* WHAT YOU SHOULD DO *
Print verbatim the lines of the records below, starting with the line that contains "Target: red flashing light" and stopping after the line that contains "x=345, y=179".

[START INFORMATION SHOWN]

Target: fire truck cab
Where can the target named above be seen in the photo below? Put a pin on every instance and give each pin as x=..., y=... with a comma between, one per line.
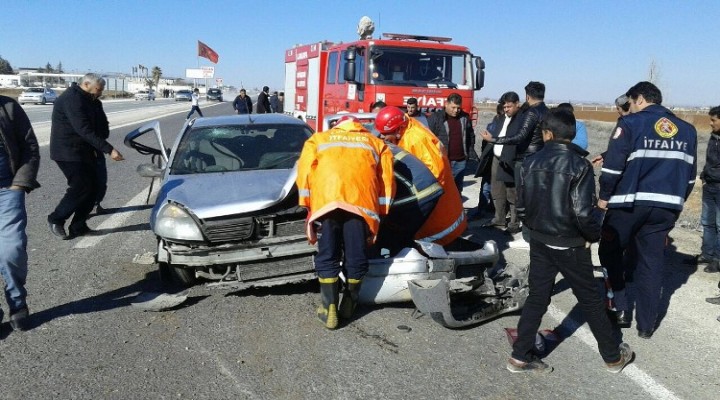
x=327, y=78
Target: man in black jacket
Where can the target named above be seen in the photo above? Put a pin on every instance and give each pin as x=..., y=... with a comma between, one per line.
x=453, y=127
x=557, y=200
x=242, y=103
x=76, y=137
x=263, y=106
x=19, y=163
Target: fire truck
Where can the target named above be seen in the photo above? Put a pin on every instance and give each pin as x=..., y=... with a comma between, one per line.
x=328, y=78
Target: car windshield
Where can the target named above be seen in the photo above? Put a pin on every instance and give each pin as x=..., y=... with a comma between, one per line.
x=239, y=148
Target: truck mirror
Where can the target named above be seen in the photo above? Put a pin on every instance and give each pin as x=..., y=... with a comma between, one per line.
x=349, y=72
x=479, y=73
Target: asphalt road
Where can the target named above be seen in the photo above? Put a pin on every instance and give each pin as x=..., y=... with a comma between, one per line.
x=88, y=342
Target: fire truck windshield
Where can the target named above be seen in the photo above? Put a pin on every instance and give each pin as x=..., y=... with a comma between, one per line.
x=420, y=67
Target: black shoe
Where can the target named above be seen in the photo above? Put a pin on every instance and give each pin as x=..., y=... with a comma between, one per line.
x=713, y=267
x=19, y=319
x=623, y=318
x=81, y=231
x=701, y=259
x=99, y=210
x=58, y=230
x=645, y=334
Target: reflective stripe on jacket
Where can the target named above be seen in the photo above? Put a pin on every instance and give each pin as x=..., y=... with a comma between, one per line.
x=447, y=221
x=346, y=168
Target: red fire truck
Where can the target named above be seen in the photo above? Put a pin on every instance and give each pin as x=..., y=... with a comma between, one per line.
x=326, y=78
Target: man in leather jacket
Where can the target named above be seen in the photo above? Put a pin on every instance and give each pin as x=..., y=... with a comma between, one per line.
x=557, y=202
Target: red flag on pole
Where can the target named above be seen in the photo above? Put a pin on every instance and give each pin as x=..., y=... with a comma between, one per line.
x=207, y=52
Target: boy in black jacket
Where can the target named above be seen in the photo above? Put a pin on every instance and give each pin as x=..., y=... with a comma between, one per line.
x=556, y=201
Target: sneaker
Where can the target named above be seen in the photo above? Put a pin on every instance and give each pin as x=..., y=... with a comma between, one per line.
x=626, y=357
x=701, y=259
x=519, y=243
x=536, y=366
x=19, y=319
x=713, y=267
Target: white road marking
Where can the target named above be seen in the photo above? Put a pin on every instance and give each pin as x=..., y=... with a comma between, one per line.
x=116, y=220
x=640, y=377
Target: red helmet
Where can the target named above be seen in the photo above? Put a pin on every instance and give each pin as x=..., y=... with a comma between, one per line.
x=390, y=120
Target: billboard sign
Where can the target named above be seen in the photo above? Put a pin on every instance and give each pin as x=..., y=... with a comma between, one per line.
x=200, y=73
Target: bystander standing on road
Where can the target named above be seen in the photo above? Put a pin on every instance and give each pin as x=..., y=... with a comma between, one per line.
x=502, y=178
x=648, y=172
x=527, y=137
x=75, y=139
x=453, y=127
x=346, y=214
x=19, y=163
x=242, y=103
x=580, y=128
x=195, y=103
x=263, y=104
x=710, y=176
x=561, y=223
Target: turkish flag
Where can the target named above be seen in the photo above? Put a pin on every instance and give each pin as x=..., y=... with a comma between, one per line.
x=207, y=52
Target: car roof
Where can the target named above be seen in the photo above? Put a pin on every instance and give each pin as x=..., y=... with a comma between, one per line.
x=247, y=119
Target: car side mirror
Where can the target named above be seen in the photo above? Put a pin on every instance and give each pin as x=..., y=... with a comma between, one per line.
x=150, y=171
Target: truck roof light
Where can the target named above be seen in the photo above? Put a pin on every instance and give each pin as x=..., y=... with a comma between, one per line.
x=401, y=36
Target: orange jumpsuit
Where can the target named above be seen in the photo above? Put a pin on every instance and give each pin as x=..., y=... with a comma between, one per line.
x=346, y=168
x=447, y=221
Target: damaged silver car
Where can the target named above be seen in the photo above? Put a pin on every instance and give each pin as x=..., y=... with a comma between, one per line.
x=227, y=211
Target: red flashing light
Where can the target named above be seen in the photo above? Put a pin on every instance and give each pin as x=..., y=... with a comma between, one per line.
x=402, y=36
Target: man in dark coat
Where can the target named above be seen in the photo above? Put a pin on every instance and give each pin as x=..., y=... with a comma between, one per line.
x=76, y=137
x=19, y=163
x=263, y=105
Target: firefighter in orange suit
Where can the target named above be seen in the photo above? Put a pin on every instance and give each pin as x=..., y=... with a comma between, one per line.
x=447, y=221
x=345, y=179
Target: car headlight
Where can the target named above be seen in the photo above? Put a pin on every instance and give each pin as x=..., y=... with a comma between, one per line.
x=173, y=222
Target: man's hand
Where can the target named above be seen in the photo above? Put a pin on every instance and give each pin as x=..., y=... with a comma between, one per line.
x=116, y=156
x=486, y=136
x=602, y=204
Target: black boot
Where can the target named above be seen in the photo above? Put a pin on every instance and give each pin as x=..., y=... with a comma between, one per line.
x=350, y=298
x=329, y=295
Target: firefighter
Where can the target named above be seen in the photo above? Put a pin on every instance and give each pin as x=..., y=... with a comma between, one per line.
x=447, y=221
x=345, y=180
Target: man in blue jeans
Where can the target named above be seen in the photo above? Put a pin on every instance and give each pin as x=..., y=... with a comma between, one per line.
x=710, y=176
x=19, y=163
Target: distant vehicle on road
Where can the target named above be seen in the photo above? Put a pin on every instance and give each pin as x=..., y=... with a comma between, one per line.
x=214, y=94
x=183, y=95
x=145, y=95
x=37, y=95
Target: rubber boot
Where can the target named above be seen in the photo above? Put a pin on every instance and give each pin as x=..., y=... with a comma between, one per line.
x=350, y=298
x=329, y=295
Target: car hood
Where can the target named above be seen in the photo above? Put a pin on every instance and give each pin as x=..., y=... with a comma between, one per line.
x=228, y=193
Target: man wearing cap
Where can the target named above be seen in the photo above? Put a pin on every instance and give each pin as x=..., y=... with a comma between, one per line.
x=648, y=172
x=345, y=180
x=263, y=106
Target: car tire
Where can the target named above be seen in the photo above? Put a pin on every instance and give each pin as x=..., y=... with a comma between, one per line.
x=184, y=277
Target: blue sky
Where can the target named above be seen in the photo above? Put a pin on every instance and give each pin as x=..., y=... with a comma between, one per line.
x=582, y=50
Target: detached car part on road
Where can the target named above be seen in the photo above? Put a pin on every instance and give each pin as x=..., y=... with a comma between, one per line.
x=227, y=211
x=37, y=96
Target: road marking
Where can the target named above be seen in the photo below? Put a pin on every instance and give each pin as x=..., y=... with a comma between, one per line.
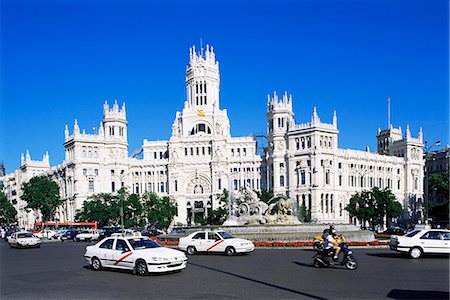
x=122, y=258
x=214, y=245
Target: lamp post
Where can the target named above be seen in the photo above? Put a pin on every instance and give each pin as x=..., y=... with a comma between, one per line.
x=427, y=200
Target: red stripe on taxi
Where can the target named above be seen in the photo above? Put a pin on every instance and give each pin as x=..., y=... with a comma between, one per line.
x=214, y=245
x=122, y=258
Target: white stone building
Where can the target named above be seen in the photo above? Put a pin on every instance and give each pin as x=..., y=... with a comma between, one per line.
x=305, y=162
x=201, y=159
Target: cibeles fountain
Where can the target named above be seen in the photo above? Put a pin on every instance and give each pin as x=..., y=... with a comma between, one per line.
x=247, y=209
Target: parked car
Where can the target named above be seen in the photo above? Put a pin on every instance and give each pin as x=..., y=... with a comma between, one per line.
x=422, y=241
x=24, y=239
x=46, y=234
x=59, y=234
x=152, y=233
x=140, y=254
x=212, y=241
x=87, y=235
x=69, y=235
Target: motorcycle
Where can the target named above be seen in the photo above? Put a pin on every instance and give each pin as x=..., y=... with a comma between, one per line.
x=324, y=258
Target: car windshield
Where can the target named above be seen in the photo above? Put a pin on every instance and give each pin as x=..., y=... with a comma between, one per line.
x=24, y=235
x=412, y=233
x=141, y=243
x=225, y=235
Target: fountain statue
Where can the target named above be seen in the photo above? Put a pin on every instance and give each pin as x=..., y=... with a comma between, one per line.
x=247, y=209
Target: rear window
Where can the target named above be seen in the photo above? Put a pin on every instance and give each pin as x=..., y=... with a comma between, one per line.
x=412, y=233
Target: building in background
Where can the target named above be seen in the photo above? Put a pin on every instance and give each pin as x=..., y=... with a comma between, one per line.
x=436, y=163
x=201, y=159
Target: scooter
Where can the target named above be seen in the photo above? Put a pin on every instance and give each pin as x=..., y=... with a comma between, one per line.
x=324, y=258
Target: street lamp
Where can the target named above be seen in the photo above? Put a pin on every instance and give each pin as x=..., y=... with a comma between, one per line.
x=426, y=151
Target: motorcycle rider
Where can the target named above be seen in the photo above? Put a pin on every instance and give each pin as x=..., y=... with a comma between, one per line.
x=330, y=242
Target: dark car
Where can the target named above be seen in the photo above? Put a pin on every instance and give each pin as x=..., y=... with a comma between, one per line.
x=69, y=235
x=390, y=231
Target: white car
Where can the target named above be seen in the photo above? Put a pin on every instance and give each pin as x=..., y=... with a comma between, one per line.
x=418, y=242
x=214, y=241
x=140, y=254
x=87, y=235
x=24, y=239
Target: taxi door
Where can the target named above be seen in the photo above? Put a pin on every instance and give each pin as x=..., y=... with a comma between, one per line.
x=104, y=252
x=434, y=242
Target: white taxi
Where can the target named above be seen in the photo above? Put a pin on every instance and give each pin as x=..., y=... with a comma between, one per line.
x=87, y=235
x=24, y=239
x=139, y=254
x=418, y=242
x=214, y=241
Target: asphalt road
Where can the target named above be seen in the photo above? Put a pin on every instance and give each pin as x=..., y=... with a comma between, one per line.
x=59, y=271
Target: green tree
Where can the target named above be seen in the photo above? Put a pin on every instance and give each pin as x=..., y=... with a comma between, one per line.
x=265, y=195
x=438, y=189
x=304, y=214
x=42, y=194
x=158, y=210
x=106, y=209
x=362, y=207
x=374, y=207
x=439, y=184
x=7, y=211
x=220, y=214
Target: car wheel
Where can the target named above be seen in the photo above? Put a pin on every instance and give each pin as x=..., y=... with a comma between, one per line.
x=230, y=251
x=191, y=250
x=415, y=252
x=96, y=264
x=141, y=268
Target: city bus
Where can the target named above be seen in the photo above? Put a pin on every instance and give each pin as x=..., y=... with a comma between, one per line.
x=55, y=226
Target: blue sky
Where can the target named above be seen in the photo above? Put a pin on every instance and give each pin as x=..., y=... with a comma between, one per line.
x=60, y=60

[END INFORMATION SHOWN]

* CORRECT OUTPUT *
Target: red flashing light
Where can the target named above be seen in the photo above? Put a pin on every instance and give each pin as x=..., y=... with a comma between, one per line.
x=402, y=36
Target: man in dark coat
Where can the target named above be seen in the photo above? Put a pin on every instance and give each pin as x=..., y=... with a comma between, one per line.
x=76, y=137
x=19, y=163
x=263, y=105
Target: firefighter in orange suit
Where can the target named above be seen in the photo above? Put a pin on every instance and give each pin as x=..., y=... with a comma between, one per line.
x=447, y=221
x=345, y=179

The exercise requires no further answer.